# [WRITTEN PROBLEM]
Find "Please spot the shadow" in the data below; transcribe the line it appears on and each line after it, exactly, to the end, and nothing else.

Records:
########

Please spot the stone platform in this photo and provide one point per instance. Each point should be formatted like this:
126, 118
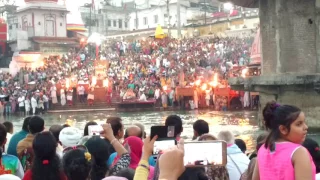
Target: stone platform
299, 90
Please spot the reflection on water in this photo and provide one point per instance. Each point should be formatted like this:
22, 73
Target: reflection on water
242, 124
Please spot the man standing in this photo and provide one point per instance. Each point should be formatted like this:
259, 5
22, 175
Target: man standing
16, 138
21, 104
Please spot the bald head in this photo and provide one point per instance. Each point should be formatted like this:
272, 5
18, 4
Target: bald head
133, 131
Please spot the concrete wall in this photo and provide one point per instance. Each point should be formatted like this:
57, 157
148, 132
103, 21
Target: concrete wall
289, 30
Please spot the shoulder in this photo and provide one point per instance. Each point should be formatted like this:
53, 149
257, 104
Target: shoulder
299, 152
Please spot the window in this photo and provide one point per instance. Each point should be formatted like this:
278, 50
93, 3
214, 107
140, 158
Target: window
145, 21
155, 19
120, 23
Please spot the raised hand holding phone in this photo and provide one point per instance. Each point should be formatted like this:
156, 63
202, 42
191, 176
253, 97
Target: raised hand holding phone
171, 162
107, 132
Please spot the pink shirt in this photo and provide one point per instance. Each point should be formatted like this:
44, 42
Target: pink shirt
278, 165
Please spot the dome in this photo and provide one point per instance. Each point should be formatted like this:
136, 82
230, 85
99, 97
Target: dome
37, 1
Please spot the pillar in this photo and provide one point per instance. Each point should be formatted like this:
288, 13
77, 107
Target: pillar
289, 31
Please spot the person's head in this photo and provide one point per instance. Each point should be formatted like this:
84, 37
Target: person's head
126, 173
46, 163
117, 126
226, 136
241, 144
76, 164
25, 125
55, 130
133, 131
313, 147
174, 120
200, 127
65, 125
9, 126
70, 136
285, 123
86, 129
36, 125
99, 150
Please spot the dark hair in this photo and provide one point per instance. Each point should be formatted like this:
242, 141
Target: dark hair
66, 125
44, 148
55, 130
9, 126
275, 115
174, 120
241, 144
116, 124
25, 125
126, 173
99, 150
201, 127
3, 137
75, 165
313, 147
85, 132
36, 125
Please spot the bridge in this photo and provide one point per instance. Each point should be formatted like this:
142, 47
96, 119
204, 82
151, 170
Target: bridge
290, 43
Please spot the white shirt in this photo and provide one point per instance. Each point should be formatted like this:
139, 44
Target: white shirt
21, 101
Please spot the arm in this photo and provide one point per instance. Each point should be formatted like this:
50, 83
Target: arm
256, 175
123, 163
142, 171
302, 164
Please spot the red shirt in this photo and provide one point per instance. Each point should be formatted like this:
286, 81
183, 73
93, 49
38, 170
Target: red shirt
28, 176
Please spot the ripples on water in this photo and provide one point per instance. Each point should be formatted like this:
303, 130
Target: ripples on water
243, 123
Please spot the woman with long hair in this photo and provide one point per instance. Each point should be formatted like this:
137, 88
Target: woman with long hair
46, 164
77, 163
8, 164
282, 156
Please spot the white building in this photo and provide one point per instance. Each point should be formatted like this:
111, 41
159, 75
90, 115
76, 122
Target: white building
38, 28
158, 15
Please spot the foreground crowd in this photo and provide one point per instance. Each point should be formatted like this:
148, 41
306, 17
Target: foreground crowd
65, 153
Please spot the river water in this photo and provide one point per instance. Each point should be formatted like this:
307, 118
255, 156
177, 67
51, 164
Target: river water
242, 123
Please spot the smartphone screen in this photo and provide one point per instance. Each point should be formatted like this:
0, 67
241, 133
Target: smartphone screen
206, 153
94, 130
162, 131
163, 145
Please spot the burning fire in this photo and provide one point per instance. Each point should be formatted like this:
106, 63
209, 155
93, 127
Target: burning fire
204, 87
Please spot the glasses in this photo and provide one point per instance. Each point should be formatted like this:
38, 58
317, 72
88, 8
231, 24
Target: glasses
80, 147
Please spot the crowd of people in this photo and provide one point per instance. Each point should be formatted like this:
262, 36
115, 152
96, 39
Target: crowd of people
125, 153
140, 70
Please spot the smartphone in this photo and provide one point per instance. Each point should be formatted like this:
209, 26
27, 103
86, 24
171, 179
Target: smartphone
162, 145
162, 132
205, 153
94, 130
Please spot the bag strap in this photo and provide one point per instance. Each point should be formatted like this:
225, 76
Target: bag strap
235, 164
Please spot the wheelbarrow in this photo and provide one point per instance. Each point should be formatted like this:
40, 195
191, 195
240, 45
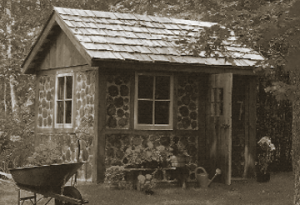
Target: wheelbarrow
49, 181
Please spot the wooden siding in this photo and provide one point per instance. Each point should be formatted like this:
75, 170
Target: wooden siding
61, 53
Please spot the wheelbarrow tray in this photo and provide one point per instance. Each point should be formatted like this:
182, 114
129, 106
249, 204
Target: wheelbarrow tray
45, 177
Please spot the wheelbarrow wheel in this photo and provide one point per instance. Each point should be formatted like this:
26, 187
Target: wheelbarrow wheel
69, 191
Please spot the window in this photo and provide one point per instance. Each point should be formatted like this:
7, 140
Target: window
64, 101
217, 101
153, 101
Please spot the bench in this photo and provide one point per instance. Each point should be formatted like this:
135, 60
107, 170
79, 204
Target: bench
180, 174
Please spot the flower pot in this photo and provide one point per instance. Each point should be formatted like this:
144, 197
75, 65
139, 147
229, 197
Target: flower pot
179, 161
262, 177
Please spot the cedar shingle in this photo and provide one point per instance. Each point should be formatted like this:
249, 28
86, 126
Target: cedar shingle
123, 36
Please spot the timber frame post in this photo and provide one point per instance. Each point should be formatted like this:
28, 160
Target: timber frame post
250, 127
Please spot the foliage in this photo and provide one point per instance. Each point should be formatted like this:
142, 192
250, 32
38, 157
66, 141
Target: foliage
274, 119
265, 158
114, 174
46, 155
17, 140
149, 156
178, 149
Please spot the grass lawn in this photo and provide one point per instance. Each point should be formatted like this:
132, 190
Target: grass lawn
279, 191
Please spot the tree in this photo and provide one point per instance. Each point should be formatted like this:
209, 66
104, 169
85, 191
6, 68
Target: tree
270, 27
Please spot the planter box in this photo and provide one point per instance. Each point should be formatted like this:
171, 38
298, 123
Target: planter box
179, 161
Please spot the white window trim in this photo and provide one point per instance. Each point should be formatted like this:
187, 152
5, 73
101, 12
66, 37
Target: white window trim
63, 125
171, 113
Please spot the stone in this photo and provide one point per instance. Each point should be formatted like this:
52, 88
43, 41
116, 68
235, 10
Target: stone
119, 154
78, 104
125, 107
124, 90
118, 80
182, 81
88, 79
118, 102
49, 120
112, 122
110, 78
41, 95
45, 122
109, 100
85, 154
120, 113
82, 94
87, 90
44, 113
126, 79
113, 90
111, 110
126, 100
193, 115
186, 122
165, 141
180, 92
194, 124
40, 119
184, 111
78, 78
122, 122
68, 155
186, 99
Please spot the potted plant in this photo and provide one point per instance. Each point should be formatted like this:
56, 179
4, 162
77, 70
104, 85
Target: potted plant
180, 156
264, 159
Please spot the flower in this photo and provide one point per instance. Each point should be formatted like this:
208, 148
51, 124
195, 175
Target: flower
265, 157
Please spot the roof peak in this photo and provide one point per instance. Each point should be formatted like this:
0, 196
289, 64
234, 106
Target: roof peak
129, 16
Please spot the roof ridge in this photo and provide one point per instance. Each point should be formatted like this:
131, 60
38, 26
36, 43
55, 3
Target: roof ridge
153, 18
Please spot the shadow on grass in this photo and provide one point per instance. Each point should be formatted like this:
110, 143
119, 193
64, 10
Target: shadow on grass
279, 191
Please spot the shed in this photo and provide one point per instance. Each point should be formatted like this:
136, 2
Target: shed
116, 80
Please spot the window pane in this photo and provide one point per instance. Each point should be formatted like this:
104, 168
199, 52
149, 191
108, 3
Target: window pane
60, 112
219, 95
145, 109
145, 86
68, 111
162, 112
212, 109
162, 87
60, 91
212, 96
69, 86
220, 108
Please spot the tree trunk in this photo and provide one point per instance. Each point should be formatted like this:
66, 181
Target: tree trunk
13, 94
296, 139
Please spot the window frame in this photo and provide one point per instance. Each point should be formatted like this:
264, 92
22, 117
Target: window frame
217, 103
136, 99
64, 125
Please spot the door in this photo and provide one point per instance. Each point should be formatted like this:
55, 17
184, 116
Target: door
220, 124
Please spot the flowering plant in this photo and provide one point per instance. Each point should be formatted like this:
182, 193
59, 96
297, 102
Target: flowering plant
265, 158
114, 174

########

# [EXERCISE RESULT]
Please spot the shadow on grass in this photo and provide one point per instance. Each point should be formatted like this:
110, 143
119, 193
64, 10
Target: shadow on grass
279, 191
Please spot the shed in this photo and provide one point per instance. Each point should be formatted like this:
136, 2
Target: shed
116, 80
Please spot the window pane in this photo and provide one point per instance. Each point should be formatted like this:
104, 168
199, 52
149, 191
108, 3
Target: window pane
60, 112
219, 95
145, 109
145, 86
68, 111
162, 112
212, 109
162, 87
60, 91
212, 96
69, 86
220, 108
Please spot the tree trunk in this photo and provide one point per instance. Each point should be formatted like this:
66, 181
Target: tree trunk
13, 94
296, 139
Please spot the window frame in this photo and provide one point per instance. Each point should be formatted like this:
264, 92
22, 117
Target: window frame
217, 103
136, 99
64, 125
Please spot the door in this photo and provide one point per instance. Each point should be formatted like this:
55, 17
184, 116
Target: door
220, 124
Please spot the flowering plant in this photo and provide one point per instance. Each point should be formatted like this:
182, 193
59, 96
297, 102
Target: flowering plant
265, 158
114, 174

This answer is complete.